--- SOURCE TEXT ---
#####

This particular ride was going to turn out to be a rather bad one. About five miles from home, on a not-particularly busy road, we were run down from behind by a small pickup truck. The driver, a young woman, had dropped something, taken her eyes off the road, and drifted out of her lane. Our bikes were totaled, I shattered the little truck's windshield and was bounced onto the grassy shoulder; my wife ended up in the road. To shorten the story, I was extremely lucky; my wife, less so. I walked out of the hospital emergency room around four hours later. She required massive surgery and was hospitalized for three weeks. I had a broken tail bone, and a cracked vertebra (L1). Her L1 vertebra was crushed, not just cracked, and required transplant of donor bone, stainless hardware, and growing bone around implanted hardware. It was a four or five hour surgery, with a general surgeon involved to get access to front of the destroyed vertebra, and implantation of the donor bone (a section through a femur, actually); then opening her up through the back to add all the hardware to stabilize the injury.
(source) A "typical" lumbar vertebra. The round portion had been pulverized and was replaced with donated bone.
This is one reason for my interest in high-tech medicine. Design News this week reports on a new substrate for growing new bone in cases where bone is severely damaged or destroyed. The technique uses fibers of silk as the substrate to grow new bone upon. This could potentially replace the piece of donated thigh bone implanted as replacement for the damaged body of the vertebra, but seems likely to replace a sort of mortar made from ground bone used to help the hardware fuse into place. Donated bone brings with it the potential for infection and other problems if it is not well sterilized. This approach could allow the factory growth of bone for such emergencies.

#####

Echo the full text about the bicycle accident and bone-growth research word for word. Rely on the bicycle-accident text by itself and nothing else.

#####

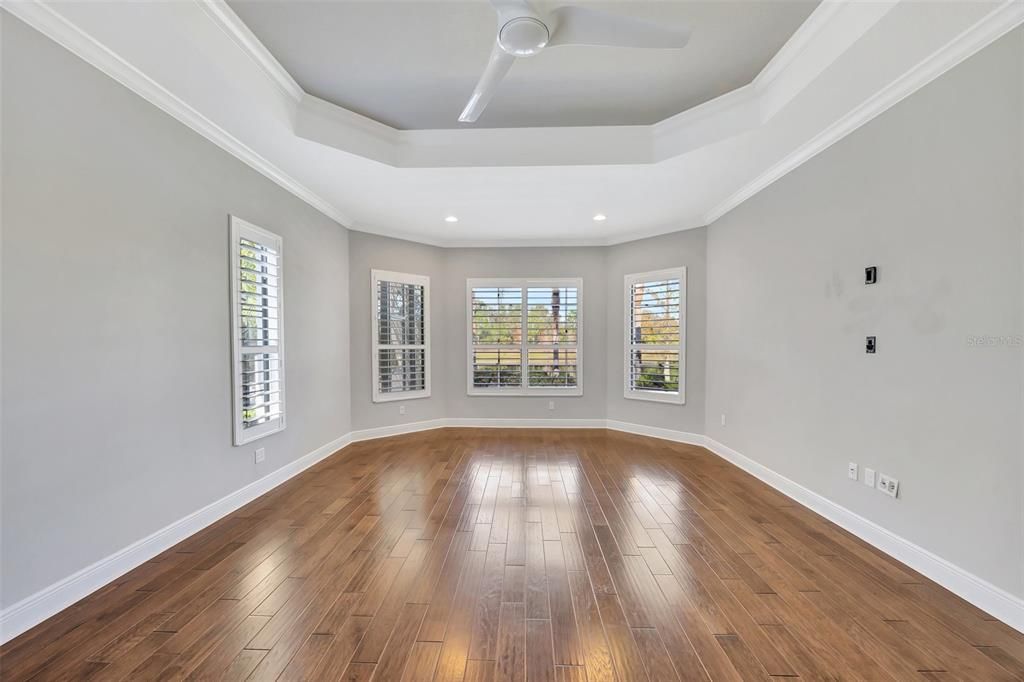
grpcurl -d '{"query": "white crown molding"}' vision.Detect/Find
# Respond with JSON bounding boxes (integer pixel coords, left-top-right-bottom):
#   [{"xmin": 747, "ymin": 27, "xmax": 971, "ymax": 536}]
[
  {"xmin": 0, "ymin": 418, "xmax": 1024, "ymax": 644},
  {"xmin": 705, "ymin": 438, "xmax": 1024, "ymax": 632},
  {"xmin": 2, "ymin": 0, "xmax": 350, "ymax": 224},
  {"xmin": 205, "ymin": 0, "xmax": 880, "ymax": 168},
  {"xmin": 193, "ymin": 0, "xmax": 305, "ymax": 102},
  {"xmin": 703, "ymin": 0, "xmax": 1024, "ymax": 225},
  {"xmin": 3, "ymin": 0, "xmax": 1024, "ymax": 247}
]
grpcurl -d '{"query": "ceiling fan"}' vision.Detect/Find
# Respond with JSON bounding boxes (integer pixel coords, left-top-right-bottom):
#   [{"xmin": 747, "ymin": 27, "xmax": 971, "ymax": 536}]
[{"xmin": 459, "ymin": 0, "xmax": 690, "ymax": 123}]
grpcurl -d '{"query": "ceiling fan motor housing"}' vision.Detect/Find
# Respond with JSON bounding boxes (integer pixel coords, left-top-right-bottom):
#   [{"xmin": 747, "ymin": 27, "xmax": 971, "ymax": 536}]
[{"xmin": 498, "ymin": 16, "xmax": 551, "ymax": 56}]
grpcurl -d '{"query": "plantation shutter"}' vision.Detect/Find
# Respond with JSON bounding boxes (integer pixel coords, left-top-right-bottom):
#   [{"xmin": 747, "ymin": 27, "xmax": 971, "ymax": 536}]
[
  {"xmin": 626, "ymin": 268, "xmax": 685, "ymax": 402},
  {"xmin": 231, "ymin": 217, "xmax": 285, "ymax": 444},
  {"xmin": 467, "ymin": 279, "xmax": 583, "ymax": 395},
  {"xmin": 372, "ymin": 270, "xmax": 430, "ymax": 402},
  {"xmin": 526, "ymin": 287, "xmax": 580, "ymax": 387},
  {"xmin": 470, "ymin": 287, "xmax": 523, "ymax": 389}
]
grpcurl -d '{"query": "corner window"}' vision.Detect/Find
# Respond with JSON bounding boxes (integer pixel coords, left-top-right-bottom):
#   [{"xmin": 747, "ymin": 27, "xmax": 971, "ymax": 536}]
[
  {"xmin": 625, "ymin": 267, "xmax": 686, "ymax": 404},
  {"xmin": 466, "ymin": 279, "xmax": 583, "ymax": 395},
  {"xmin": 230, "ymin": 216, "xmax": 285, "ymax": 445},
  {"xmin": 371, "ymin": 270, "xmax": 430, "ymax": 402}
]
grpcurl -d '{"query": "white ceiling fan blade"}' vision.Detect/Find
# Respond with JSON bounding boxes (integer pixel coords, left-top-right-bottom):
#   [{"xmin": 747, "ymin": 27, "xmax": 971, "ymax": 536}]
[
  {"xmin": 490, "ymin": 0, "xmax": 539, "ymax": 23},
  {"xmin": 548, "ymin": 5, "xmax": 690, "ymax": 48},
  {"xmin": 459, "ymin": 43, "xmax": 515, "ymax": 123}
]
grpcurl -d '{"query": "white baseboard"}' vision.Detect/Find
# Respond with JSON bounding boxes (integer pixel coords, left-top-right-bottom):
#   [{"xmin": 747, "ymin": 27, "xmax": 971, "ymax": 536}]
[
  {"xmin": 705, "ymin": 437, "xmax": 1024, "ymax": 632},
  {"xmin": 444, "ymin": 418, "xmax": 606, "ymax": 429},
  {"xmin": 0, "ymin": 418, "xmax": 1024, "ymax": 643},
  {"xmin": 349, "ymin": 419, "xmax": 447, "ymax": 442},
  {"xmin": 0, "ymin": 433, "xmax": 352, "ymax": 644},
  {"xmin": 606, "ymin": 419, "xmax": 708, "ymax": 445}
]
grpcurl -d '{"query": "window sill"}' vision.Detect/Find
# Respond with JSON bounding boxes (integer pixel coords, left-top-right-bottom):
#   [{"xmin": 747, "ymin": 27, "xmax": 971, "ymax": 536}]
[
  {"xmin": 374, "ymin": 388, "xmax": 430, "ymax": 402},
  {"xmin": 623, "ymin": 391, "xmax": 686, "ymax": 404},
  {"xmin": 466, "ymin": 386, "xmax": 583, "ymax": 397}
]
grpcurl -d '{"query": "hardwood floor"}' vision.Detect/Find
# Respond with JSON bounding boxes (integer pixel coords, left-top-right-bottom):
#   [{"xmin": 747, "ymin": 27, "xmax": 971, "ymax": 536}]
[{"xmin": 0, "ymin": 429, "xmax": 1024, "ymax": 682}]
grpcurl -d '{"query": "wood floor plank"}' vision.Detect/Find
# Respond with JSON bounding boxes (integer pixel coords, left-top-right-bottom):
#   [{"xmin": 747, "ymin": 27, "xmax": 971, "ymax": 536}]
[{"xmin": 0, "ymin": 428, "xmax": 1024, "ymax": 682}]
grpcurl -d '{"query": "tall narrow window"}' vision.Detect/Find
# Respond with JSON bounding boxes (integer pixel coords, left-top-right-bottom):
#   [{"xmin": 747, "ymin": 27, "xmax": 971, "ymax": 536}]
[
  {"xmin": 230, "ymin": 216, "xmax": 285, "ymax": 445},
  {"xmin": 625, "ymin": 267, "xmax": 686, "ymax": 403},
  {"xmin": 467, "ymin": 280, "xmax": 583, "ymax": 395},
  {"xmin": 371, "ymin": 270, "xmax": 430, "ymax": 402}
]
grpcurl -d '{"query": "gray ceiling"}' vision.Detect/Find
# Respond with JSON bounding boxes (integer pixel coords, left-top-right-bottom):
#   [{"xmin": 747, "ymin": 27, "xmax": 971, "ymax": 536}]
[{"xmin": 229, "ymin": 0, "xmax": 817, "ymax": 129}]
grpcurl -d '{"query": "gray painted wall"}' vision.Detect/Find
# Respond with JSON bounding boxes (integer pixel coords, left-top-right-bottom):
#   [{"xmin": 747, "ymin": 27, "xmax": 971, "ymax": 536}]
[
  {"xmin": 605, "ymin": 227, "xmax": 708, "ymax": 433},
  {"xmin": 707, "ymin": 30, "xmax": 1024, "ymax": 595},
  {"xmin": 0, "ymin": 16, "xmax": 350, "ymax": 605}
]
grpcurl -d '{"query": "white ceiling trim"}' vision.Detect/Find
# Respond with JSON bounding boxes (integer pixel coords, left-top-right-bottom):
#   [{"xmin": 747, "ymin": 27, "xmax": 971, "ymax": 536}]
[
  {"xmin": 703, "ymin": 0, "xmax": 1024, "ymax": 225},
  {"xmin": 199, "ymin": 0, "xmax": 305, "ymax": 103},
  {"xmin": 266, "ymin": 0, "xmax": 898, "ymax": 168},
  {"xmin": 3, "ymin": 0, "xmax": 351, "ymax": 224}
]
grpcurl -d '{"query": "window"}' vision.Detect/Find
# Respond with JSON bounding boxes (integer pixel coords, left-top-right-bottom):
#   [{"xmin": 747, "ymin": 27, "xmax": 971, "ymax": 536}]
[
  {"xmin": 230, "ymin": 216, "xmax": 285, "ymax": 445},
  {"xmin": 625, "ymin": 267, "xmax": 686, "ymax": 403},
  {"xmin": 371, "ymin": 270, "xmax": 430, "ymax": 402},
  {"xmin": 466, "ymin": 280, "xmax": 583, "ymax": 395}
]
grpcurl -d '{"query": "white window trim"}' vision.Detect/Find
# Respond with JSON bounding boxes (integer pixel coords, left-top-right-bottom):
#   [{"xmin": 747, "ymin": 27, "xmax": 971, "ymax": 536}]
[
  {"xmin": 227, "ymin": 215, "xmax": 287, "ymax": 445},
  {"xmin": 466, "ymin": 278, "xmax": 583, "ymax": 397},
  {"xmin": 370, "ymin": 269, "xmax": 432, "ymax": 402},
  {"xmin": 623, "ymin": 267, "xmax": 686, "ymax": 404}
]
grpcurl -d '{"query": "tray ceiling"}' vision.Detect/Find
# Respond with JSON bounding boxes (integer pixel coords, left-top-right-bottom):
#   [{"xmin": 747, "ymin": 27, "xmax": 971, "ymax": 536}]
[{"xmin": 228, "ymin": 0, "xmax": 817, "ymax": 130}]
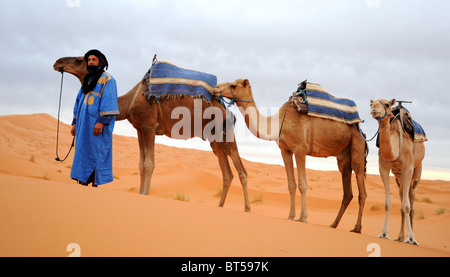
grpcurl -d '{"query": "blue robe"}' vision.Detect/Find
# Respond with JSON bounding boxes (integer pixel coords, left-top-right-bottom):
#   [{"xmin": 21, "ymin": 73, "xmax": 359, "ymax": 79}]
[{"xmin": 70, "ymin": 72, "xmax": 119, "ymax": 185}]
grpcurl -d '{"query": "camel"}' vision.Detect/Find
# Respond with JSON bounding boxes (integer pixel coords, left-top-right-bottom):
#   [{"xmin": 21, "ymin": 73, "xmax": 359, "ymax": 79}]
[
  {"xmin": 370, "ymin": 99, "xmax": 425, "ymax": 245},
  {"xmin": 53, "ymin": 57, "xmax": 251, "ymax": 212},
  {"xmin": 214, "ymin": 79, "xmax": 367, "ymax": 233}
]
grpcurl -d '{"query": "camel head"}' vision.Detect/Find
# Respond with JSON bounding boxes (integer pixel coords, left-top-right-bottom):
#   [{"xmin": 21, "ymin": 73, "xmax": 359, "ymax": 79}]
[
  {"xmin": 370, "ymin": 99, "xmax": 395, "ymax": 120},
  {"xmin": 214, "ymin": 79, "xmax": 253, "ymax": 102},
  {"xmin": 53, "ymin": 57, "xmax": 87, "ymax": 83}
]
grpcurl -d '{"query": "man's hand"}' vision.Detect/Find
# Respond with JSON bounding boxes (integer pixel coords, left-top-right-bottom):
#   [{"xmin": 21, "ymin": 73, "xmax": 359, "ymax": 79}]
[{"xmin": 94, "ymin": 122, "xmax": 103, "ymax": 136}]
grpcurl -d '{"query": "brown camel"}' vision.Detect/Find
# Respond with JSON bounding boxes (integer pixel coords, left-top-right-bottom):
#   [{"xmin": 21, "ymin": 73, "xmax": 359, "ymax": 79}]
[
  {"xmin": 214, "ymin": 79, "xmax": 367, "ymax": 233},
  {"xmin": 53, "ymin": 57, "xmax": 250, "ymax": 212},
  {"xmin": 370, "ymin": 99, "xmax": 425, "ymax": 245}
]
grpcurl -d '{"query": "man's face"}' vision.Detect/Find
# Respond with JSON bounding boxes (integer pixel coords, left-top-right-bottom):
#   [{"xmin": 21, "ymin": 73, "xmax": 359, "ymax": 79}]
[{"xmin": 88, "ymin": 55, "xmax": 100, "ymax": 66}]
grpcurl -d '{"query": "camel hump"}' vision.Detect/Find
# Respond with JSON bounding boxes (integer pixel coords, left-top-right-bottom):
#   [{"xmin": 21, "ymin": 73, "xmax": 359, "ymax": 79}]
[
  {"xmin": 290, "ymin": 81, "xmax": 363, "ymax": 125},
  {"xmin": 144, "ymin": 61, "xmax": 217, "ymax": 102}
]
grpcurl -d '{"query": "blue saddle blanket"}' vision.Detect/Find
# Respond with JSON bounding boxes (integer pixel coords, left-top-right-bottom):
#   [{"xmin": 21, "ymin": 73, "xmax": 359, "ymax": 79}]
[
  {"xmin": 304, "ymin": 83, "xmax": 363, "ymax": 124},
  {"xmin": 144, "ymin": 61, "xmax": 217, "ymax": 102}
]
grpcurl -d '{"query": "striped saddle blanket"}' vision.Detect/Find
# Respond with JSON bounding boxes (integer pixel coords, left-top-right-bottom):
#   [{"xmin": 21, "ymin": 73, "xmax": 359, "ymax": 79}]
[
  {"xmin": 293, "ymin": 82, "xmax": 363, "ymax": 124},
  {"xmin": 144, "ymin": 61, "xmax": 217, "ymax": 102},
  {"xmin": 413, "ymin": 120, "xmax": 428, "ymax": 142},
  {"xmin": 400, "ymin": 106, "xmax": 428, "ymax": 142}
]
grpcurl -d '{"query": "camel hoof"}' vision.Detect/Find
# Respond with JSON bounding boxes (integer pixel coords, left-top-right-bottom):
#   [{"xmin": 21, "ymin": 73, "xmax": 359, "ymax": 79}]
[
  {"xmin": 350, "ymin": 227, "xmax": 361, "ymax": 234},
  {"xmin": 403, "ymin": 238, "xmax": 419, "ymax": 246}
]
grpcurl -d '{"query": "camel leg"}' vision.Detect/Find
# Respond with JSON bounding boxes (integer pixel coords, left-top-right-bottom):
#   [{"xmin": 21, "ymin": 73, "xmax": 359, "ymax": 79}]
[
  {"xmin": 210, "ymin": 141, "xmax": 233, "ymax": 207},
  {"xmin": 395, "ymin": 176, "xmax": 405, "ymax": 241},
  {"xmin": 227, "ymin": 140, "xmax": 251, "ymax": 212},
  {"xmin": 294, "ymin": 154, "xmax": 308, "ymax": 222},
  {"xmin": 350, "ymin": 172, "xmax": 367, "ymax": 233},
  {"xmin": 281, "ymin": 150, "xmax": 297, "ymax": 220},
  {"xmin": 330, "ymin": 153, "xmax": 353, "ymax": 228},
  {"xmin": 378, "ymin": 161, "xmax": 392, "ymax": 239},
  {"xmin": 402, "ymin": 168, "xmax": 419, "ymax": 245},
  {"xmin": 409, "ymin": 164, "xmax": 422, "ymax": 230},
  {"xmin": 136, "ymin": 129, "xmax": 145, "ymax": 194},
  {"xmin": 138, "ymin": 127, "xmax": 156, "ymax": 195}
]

#####

--- YOUR RESPONSE ---
This particular ride was going to turn out to be a rather bad one. About five miles from home, on a not-particularly busy road, we were run down from behind by a small pickup truck. The driver, a young woman, had dropped something, taken her eyes off the road, and drifted out of her lane. Our bikes were totaled, I shattered the little truck's windshield and was bounced onto the grassy shoulder; my wife ended up in the road. To shorten the story, I was extremely lucky; my wife, less so. I walked out of the hospital emergency room around four hours later. She required massive surgery and was hospitalized for three weeks. I had a broken tail bone, and a cracked vertebra (L1). Her L1 vertebra was crushed, not just cracked, and required transplant of donor bone, stainless hardware, and growing bone around implanted hardware. It was a four or five hour surgery, with a general surgeon involved to get access to front of the destroyed vertebra, and implantation of the donor bone (a section through a femur, actually); then opening her up through the back to add all the hardware to stabilize the injury.
(source) A "typical" lumbar vertebra. The round portion had been pulverized and was replaced with donated bone.
This is one reason for my interest in high-tech medicine. Design News this week reports on a new substrate for growing new bone in cases where bone is severely damaged or destroyed. The technique uses fibers of silk as the substrate to grow new bone upon. This could potentially replace the piece of donated thigh bone implanted as replacement for the damaged body of the vertebra, but seems likely to replace a sort of mortar made from ground bone used to help the hardware fuse into place. Donated bone brings with it the potential for infection and other problems if it is not well sterilized. This approach could allow the factory growth of bone for such emergencies.